Show every line of the items that contains the word "black". Case counts.
----- The data -----
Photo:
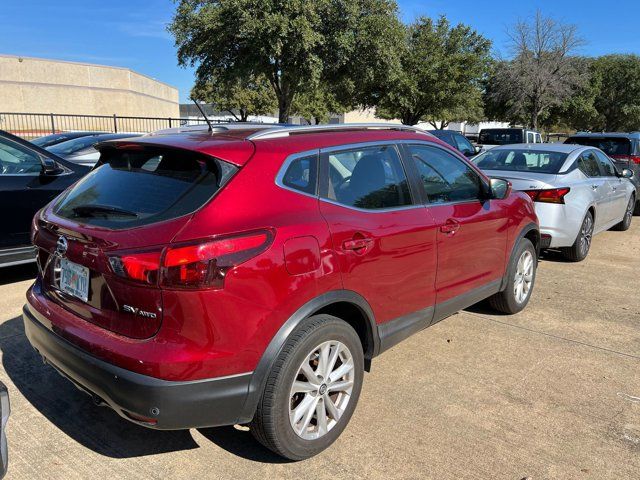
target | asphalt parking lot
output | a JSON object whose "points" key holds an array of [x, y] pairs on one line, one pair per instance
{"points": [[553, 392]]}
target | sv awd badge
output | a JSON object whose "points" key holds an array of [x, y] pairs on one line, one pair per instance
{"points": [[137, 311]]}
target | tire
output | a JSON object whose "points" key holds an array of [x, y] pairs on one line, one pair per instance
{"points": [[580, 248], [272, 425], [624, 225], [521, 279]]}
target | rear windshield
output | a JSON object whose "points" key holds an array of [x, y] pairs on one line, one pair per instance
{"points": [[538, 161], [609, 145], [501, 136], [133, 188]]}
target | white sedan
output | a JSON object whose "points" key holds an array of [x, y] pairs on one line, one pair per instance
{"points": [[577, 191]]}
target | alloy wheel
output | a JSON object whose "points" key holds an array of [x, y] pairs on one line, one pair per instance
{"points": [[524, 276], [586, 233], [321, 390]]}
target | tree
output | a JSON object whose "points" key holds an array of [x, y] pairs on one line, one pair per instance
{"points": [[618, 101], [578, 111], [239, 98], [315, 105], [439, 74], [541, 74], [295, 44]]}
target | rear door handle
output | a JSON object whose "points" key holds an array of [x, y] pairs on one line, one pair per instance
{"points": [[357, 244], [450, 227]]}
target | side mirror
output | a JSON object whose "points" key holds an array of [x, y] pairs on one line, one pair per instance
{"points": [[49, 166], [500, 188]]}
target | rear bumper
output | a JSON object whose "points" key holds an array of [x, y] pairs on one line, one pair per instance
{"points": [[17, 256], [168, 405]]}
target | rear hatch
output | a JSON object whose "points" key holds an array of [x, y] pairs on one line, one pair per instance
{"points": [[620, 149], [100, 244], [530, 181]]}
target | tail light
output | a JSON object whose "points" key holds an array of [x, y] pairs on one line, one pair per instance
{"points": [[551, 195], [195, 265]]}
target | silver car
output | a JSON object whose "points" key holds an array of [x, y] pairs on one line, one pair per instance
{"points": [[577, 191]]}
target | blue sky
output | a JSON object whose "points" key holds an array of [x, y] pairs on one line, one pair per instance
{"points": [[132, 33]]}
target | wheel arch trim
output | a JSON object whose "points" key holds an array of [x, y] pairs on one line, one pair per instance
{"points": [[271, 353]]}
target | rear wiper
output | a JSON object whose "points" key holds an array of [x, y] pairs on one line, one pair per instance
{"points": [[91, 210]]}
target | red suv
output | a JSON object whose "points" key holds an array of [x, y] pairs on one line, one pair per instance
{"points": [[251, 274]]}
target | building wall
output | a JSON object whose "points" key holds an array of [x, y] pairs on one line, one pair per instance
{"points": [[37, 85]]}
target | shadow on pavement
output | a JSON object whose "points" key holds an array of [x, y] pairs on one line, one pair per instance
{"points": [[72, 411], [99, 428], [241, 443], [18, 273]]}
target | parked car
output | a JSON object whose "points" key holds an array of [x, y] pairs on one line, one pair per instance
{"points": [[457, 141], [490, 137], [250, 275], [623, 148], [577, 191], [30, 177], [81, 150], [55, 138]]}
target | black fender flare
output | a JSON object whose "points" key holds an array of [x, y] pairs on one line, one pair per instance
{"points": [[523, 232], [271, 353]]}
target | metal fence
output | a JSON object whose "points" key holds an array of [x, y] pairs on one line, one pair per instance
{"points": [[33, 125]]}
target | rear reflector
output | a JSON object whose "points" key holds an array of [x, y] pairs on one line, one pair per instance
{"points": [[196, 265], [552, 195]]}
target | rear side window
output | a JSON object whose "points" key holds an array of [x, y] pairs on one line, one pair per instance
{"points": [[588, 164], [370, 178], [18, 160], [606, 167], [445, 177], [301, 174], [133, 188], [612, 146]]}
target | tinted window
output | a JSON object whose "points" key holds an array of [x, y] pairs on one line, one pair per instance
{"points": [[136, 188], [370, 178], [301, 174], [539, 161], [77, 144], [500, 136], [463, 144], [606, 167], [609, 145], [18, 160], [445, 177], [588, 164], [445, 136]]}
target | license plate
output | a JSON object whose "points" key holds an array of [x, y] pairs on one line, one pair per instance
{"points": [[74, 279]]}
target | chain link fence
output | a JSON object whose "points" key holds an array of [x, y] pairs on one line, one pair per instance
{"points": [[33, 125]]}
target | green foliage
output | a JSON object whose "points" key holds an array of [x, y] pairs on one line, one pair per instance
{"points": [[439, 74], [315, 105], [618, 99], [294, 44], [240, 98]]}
-----
----- The data -----
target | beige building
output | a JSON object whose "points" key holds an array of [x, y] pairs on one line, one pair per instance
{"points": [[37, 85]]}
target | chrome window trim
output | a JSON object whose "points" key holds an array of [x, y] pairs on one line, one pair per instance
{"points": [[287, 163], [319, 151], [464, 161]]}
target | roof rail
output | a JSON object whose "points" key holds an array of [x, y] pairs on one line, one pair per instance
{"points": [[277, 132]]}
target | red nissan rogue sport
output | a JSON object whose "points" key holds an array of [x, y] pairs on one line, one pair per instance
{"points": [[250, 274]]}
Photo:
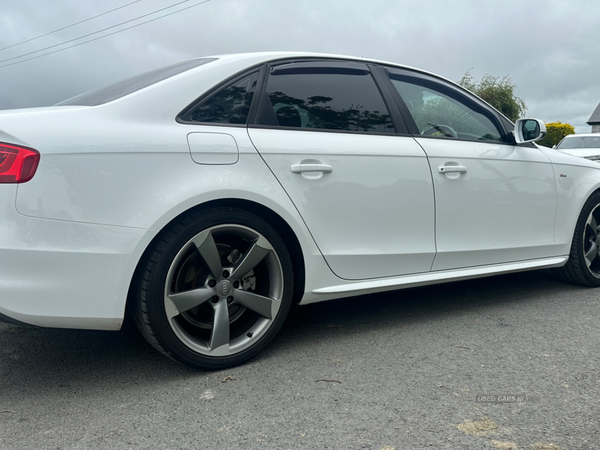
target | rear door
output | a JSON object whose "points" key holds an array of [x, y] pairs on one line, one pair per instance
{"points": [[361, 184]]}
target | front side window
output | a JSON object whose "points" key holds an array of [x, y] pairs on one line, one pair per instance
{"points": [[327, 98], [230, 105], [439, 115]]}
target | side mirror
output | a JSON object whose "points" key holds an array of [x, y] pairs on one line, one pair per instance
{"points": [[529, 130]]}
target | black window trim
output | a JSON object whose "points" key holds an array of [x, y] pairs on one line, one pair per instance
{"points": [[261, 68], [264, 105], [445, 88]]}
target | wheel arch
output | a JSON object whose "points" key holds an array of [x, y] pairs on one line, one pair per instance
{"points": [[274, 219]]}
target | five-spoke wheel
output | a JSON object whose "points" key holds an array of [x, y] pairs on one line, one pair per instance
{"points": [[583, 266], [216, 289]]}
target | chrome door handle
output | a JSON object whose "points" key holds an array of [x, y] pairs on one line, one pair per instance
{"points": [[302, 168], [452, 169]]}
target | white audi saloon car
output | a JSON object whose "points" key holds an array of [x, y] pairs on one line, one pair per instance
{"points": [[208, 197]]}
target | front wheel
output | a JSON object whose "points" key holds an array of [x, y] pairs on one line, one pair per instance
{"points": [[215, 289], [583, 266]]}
-----
Problem solution:
target | black fender flare
target | black window trim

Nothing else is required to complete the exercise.